**Text shown:**
__________

There are a couple catches to this method:- The matrix \(A\) must be square to use LU factorization. Other factorization schemes will be necessary if \(A\) is rectangular.
- We have to be sure that \(A\) is a nonsingular (i.e. invertible) matrix. If it can't be inverted, then the decomposition will produce an \(L\) or \(U\) that is singular and the method will fail because there is no unique solution.
- To avoid division by zero or by really small numbers, we have to implement a pivoting scheme just like with Gaussian elimination. This makes the problem take the form \(PA=LU\), where P is a permutation matrix that allows us to swap the rows of A. P is usually the identity matrix with rows swapped such that \(PA\) produces the \(A\) matrix with the same rows swapped as P. Then the \(Ax=b\) problem takes the form \(LUx=Pb\) since \(PA=LU\).
- Some of the entries in the \(L\) and \(U\) matrices must be known before the decomposition, or else the system has too many unknowns and not enough equations to solve for all the entries of both matrices. For what's formally known as Doolittle decomposition, the diagonal entries of the \(L\) matrix are all 1. If we use Crout decomposition, the diagonals of the \(U\) matrix are all 1.

__________

**Information supplied:**
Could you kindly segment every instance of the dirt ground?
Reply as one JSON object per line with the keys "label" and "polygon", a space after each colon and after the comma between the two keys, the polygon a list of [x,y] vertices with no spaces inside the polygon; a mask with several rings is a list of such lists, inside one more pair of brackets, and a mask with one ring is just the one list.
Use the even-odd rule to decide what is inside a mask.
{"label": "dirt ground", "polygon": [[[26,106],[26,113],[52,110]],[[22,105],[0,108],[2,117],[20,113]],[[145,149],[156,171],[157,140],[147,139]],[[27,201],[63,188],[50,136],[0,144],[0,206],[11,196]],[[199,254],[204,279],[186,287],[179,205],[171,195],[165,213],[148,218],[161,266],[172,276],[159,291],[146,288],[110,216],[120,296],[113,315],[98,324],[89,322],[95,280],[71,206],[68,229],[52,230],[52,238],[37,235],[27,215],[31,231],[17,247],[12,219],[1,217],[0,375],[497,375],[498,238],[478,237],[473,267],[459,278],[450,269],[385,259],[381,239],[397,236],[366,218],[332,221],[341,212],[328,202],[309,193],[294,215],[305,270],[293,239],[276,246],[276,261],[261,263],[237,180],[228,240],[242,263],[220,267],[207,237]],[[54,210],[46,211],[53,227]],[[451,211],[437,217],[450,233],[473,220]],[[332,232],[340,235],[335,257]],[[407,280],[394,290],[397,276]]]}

__________

**Exercise set:**
(1) Tell whether each statement agrees with the LU factorization text, answering yes or no and quoting the words that decide it: (a) LU factorization can be used directly on a rectangular matrix. (b) With pivoting, the problem Ax=b takes the form LUx=Pb. (c) In Crout decomposition, the diagonal entries of the L matrix are all 1.
(2) Rewrite the paragraph of the LU factorization text that begins "To avoid division by zero" in fewer words, keeping its main facts.

**Answers by task:**
(1)
(a) No: "The matrix \(A\) must be square to use LU factorization."
(b) Yes: "Then the \(Ax=b\) problem takes the form \(LUx=Pb\) since \(PA=LU\)."
(c) No: "If we use Crout decomposition, the diagonals of the \(U\) matrix are all 1."

(2) A pivoting scheme, as in Gaussian elimination, prevents division by zero or by very small numbers. This turns the problem into PA=LU. P is a permutation matrix that swaps the rows of A, usually the identity matrix with its rows swapped. Because PA=LU, the problem Ax=b becomes LUx=Pb.